___ Passage to read ___

I think in some individuals makeup there may be that same “addiction” gene and then the need is met by following through with the procedure…
September 9, 2010 at 8:34 pm
She’s not only admitting to it; but she can voice how she caved into her own insecurities..AND she left pleats? I’m kinda ‘fonda’ that. [sorry. couldn’t resist]. I’m not all uber-pro plastic surgery. Some of these Kafka-esque transformations really churn the pit in my stomach. Way too many young twentysomethings are treating plastic surgery like getting your ears pierced. It’s getting out of hand.

___ Data shown ___

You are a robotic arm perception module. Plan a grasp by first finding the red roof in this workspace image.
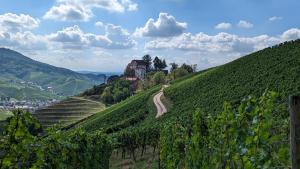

___

● Tasks to perform
1. In the passage on plastic surgery, how does the writer say too many young twentysomethings are treating plastic surgery?
2. Repeat the part of the passage on plastic surgery between "I think in some" and "out of hand.", inclusive, without changing anything.

● Results for each task
1. Like getting your ears pierced.

2.
I think in some individuals makeup there may be that same “addiction” gene and then the need is met by following through with the procedure…
September 9, 2010 at 8:34 pm
She’s not only admitting to it; but she can voice how she caved into her own insecurities..AND she left pleats? I’m kinda ‘fonda’ that. [sorry. couldn’t resist]. I’m not all uber-pro plastic surgery. Some of these Kafka-esque transformations really churn the pit in my stomach. Way too many young twentysomethings are treating plastic surgery like getting your ears pierced. It’s getting out of hand.